Request 1 => Which pitchers other than Zack Greinke does the article about Greinke's shutout mention by name?
Request 2 => In the article about Greinke's shutout, how many fans bought walk-up tickets for Monday night's game?
Request 3 => According to the article about Greinke's shutout, why did Kauffman Stadium draw a crowd of a little more than half its capacity on a weekday night?

Text shown =>
------------------------------------

Greinke gives Royals fans reason to believe

KANSAS CITY, Mo. – Kauffman Stadium was a little more than half-full Monday night. Weekday games here don’t draw crowds like that, unless they’re giving away a Build-A-Bear, or selling hot dogs for $1, or blowing up a bunch of fireworks.

Zack Greinke was pitching, and these days that qualifies as an event in Kansas City. Understand, this is a town with one season of .500-plus baseball since the strike in 1994. The standards aren’t really standards.

And so they came out, 21,843 people total, 6,515 of whom purchased walk-up tickets, to see if this was all genuine, if the best pitcher in baseball really wears a Royals uniform.

Photo Zack Greinke struck out 10 White Sox en route to raising his record to 6-0 on Monday.
(Charlie Riedel/AP Photo)

He does. No disrespect intended to Johan Santana or Roy Halladay or anyone else who has been in the discussion for years, of course. It’s just fact. Greinke, at this moment, embodies pitching preeminence, the six-hit shutout he spun against the Chicago White Sox another notch in a belt that, at this rate, will run out of room any day now.

Greinke struck out 10, all swinging. He needed only 104 pitches. The last time someone threw a shutout with double-digit strikeouts in fewer than 105 pitches was nearly four years ago. The only performance White Sox manager Ozzie Guillen could compare it to came Aug. 26, 1991, when he was a player and Chicago visited Kansas City. Bret Saberhagen threw a no-hitter that night.

Mind you, Guillen was the Florida Marlins’ bench coach when Josh Beckett closed out the 2003 World Series with a five-hit shutout. And he watched his White Sox starters throw four consecutive complete games in the 2005 American League Championship Series. Such is the impression Greinke left in Kansas City’s 3-0 victory: one of dominance and helplessness, an unshakeable nightmare of 95-mph fastballs and sliders that bite with the ferocity of a shark and curveballs that dawdle into the strike zone.

------------------------------------

Dataset entries =>
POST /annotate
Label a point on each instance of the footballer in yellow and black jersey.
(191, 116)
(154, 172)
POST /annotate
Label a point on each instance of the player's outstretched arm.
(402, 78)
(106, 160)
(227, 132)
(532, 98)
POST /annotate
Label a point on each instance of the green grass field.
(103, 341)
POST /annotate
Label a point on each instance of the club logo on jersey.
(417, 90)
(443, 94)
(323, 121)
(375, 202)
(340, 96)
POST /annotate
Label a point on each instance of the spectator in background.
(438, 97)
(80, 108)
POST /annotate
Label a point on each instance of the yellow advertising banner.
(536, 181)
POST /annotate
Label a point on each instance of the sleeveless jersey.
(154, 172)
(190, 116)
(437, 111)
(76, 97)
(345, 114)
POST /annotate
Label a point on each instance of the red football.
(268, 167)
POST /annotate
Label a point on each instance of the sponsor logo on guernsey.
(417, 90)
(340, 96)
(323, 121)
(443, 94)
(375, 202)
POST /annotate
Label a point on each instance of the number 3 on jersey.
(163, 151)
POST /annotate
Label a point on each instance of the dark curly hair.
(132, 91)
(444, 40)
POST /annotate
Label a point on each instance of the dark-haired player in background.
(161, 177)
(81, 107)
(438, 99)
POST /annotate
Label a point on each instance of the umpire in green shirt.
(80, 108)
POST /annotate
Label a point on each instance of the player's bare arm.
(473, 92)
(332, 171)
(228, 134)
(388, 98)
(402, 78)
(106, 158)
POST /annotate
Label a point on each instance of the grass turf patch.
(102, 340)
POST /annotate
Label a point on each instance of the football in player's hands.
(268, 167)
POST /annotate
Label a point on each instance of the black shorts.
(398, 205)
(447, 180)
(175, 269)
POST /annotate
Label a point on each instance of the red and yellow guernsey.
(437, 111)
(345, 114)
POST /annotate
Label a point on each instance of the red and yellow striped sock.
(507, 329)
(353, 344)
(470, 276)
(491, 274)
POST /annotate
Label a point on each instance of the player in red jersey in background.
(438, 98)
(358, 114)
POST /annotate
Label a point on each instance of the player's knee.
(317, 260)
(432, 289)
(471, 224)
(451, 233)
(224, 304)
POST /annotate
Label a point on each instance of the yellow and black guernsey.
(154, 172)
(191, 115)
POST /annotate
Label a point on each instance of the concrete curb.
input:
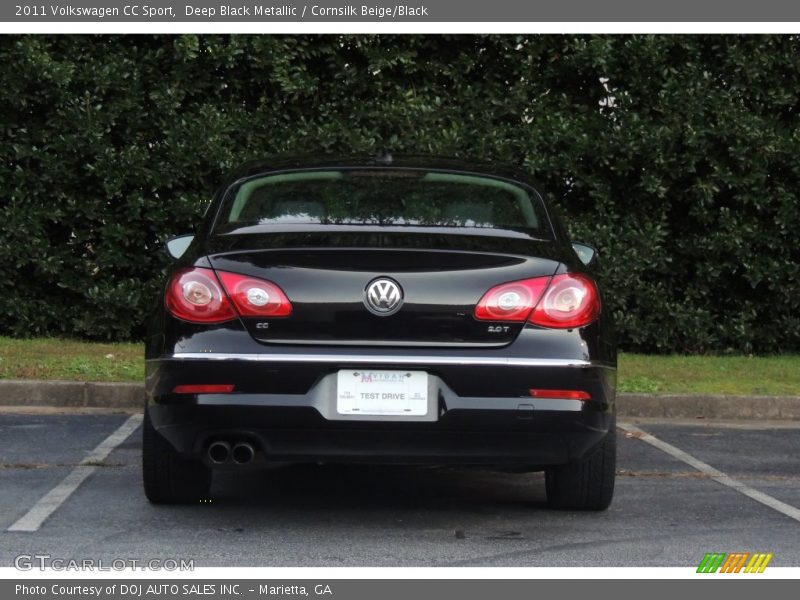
(24, 392)
(21, 392)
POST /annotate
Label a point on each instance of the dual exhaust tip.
(240, 453)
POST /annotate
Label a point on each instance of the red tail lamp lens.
(215, 388)
(255, 297)
(571, 301)
(511, 301)
(195, 295)
(561, 394)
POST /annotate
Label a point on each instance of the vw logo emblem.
(383, 297)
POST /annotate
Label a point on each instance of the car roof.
(384, 160)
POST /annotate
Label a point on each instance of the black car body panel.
(284, 369)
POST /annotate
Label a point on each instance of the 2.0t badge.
(383, 296)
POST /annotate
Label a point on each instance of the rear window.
(394, 197)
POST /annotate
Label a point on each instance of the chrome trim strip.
(387, 359)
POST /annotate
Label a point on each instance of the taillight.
(570, 301)
(563, 301)
(511, 301)
(195, 295)
(255, 297)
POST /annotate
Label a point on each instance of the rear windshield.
(395, 197)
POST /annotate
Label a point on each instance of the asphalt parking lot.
(742, 495)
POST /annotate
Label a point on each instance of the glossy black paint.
(485, 414)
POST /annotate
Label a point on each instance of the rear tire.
(168, 478)
(587, 484)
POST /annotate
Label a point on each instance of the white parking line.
(33, 519)
(718, 476)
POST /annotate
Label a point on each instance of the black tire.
(587, 484)
(168, 478)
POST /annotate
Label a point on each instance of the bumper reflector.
(214, 388)
(561, 394)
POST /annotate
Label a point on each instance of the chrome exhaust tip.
(219, 452)
(243, 453)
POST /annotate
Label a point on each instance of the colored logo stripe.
(710, 563)
(734, 562)
(758, 563)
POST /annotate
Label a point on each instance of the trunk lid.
(325, 273)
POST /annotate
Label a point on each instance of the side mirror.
(586, 253)
(177, 246)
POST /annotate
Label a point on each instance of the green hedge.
(678, 156)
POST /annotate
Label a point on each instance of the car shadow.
(357, 487)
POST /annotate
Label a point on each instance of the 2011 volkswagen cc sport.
(380, 311)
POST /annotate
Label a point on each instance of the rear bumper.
(480, 409)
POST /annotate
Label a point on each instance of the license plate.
(389, 393)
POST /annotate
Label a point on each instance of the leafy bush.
(678, 156)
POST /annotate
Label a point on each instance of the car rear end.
(379, 314)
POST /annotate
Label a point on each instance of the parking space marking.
(718, 476)
(48, 504)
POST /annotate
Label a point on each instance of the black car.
(380, 311)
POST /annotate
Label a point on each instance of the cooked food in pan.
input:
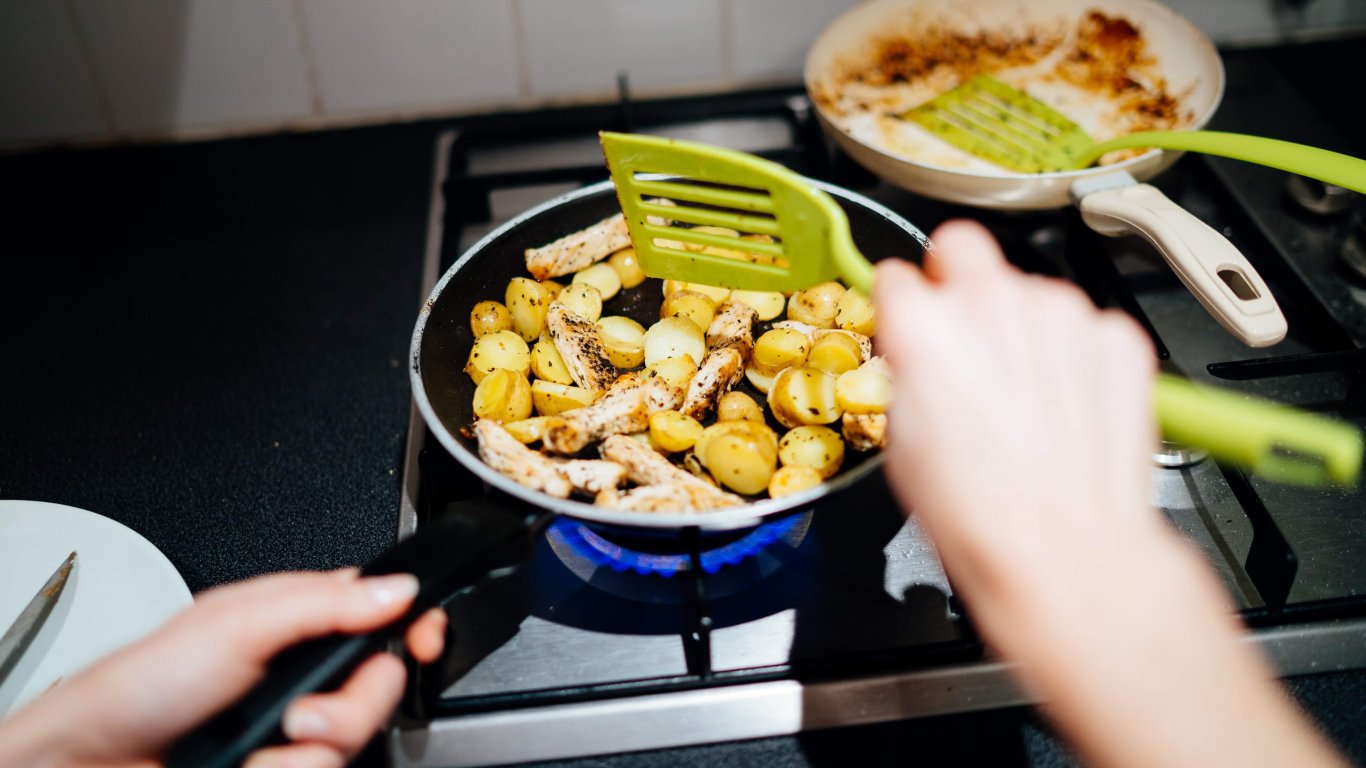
(720, 401)
(1096, 69)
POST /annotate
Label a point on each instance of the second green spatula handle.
(1325, 166)
(1266, 439)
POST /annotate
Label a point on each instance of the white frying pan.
(1112, 198)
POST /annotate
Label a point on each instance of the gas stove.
(842, 614)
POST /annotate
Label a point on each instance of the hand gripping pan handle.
(470, 543)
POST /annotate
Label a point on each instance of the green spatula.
(1014, 130)
(724, 189)
(720, 187)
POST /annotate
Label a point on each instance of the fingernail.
(392, 588)
(303, 723)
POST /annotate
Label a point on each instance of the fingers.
(426, 636)
(264, 615)
(347, 718)
(963, 252)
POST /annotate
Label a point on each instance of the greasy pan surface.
(1176, 52)
(441, 343)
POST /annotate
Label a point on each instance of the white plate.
(120, 589)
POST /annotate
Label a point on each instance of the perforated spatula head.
(996, 122)
(791, 235)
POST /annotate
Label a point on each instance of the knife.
(19, 634)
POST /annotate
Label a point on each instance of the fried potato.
(803, 395)
(552, 399)
(816, 305)
(527, 302)
(603, 278)
(503, 395)
(674, 336)
(500, 349)
(488, 317)
(817, 447)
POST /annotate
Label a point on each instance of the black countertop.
(205, 342)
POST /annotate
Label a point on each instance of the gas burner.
(598, 550)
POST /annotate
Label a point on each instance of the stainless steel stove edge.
(786, 707)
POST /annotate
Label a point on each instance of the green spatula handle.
(1332, 167)
(1266, 439)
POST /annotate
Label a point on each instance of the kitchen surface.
(208, 342)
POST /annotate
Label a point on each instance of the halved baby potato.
(527, 429)
(862, 391)
(623, 339)
(816, 305)
(500, 349)
(779, 349)
(674, 371)
(582, 299)
(527, 302)
(627, 267)
(738, 406)
(810, 446)
(547, 362)
(488, 317)
(601, 276)
(503, 395)
(767, 304)
(803, 395)
(835, 353)
(693, 305)
(792, 480)
(674, 431)
(553, 399)
(674, 336)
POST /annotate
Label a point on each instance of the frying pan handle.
(467, 544)
(1216, 272)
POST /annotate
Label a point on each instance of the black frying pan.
(476, 540)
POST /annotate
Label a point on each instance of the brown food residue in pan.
(1103, 59)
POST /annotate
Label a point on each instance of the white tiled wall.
(93, 70)
(411, 53)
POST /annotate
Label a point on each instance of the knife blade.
(23, 629)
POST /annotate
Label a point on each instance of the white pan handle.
(1210, 267)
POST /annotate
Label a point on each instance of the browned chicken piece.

------------------------------------

Exercise solution 1 => Johan Santana, Roy Halladay, Bret Saberhagen, Josh Beckett

Exercise solution 2 => 6,515

Exercise solution 3 => Zack Greinke was pitching, and in Kansas City that counted as an event. Weekday games there usually don't draw such crowds without a giveaway, cheap hot dogs or fireworks. People came to see whether the best pitcher in baseball really wore a Royals uniform.